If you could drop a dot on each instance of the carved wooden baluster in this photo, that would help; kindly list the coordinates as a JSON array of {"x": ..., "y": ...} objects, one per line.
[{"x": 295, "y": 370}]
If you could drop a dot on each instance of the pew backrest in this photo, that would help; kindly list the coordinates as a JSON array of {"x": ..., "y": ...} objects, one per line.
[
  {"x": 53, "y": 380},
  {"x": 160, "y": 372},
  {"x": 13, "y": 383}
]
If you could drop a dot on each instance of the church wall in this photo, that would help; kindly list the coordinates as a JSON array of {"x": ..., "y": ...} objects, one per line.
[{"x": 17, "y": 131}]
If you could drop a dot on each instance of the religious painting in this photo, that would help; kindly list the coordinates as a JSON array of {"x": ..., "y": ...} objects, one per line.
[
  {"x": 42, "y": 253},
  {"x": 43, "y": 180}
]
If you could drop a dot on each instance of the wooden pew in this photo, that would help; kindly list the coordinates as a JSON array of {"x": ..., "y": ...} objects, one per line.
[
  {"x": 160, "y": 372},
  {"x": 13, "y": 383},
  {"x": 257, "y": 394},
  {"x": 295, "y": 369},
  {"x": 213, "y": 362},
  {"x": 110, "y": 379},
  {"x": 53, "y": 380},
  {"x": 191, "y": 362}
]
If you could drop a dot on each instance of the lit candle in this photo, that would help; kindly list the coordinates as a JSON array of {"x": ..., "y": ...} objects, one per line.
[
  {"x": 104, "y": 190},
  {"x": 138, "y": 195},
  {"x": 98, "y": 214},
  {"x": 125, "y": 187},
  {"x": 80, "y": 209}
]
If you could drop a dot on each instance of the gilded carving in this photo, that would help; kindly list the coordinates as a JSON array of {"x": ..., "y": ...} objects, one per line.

● WHAT YOU NEED TO DO
Take the records shown above and output them again exactly.

● WRITTEN ANSWER
If you could drop a dot on each instance of the carved wooden baluster in this photo, that would help; kindly list the coordinates as a JSON array of {"x": ..., "y": ...} objects, one per line.
[{"x": 295, "y": 370}]
If you could drop a dot on each instance of the pew backrest in this photo, that would help; kindly list the coordinates as a JSON array of {"x": ..., "y": ...} objects, one per line.
[
  {"x": 53, "y": 380},
  {"x": 160, "y": 372},
  {"x": 13, "y": 383}
]
If you could drop a dot on each instance of the church wall in this photo, that would help; kindly list the coordinates as a JSON array of {"x": ..., "y": ...} objects, one per line.
[{"x": 17, "y": 131}]
If you could drop a dot on each instance of the religious painting in this photo, that would help; kindly list the coordinates as a JSON array of {"x": ..., "y": ...} objects, one per line.
[
  {"x": 42, "y": 253},
  {"x": 43, "y": 180}
]
If you could drop a dot on each instance of the wooden pew in this photo, that would help; kindly list the coordinates as a JSON array of {"x": ..., "y": ...} objects, one per line.
[
  {"x": 160, "y": 372},
  {"x": 13, "y": 383},
  {"x": 257, "y": 394},
  {"x": 295, "y": 369},
  {"x": 213, "y": 362},
  {"x": 110, "y": 379},
  {"x": 53, "y": 380},
  {"x": 191, "y": 362}
]
If you could drop a dot on each instance of the lit candle in this photo, that would help; kindly list the coordinates as a JSON array of {"x": ..., "y": ...} objects, one per line.
[
  {"x": 104, "y": 190},
  {"x": 138, "y": 195},
  {"x": 98, "y": 214},
  {"x": 125, "y": 187},
  {"x": 80, "y": 209}
]
If you could drop a dot on each instance of the gilded carving in this photo, that would help; kindly list the coordinates as a JSON array of {"x": ..., "y": ...} objects, one per line.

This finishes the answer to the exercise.